= Task instructions =
From the line containing "For every instance of the sky, the" through the last line, print the records exactly and nothing else.

= Data to examine =
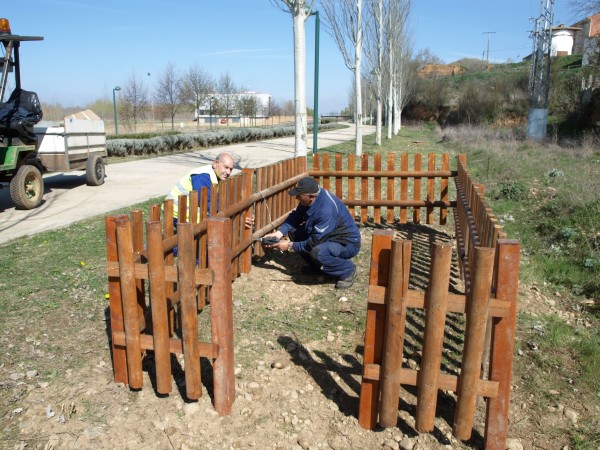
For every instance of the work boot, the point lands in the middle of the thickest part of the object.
(345, 283)
(310, 270)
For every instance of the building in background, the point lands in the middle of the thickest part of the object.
(240, 108)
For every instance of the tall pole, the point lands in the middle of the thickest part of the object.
(116, 88)
(539, 83)
(209, 113)
(488, 52)
(316, 93)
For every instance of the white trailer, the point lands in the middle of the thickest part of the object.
(77, 143)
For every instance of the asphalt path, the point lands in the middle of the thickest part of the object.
(67, 198)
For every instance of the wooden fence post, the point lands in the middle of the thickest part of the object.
(119, 354)
(396, 299)
(131, 319)
(186, 263)
(158, 304)
(378, 276)
(478, 300)
(436, 300)
(502, 344)
(221, 310)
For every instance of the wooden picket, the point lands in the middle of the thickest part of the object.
(155, 298)
(396, 183)
(491, 264)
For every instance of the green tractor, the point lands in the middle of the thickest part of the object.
(19, 164)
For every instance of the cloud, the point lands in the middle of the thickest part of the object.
(241, 50)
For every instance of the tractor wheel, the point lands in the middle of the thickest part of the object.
(94, 172)
(27, 187)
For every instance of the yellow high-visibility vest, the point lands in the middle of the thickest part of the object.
(184, 186)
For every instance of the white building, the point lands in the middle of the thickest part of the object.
(563, 38)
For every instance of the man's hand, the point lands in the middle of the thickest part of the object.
(283, 245)
(249, 221)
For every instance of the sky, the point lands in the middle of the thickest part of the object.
(91, 46)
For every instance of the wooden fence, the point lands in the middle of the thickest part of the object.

= Written solution =
For every instance of the sky, the point lands in the middle of the thickest part of the object.
(91, 46)
For every instance of the wooden fence, the point lands in the middle of the thickest part of the object.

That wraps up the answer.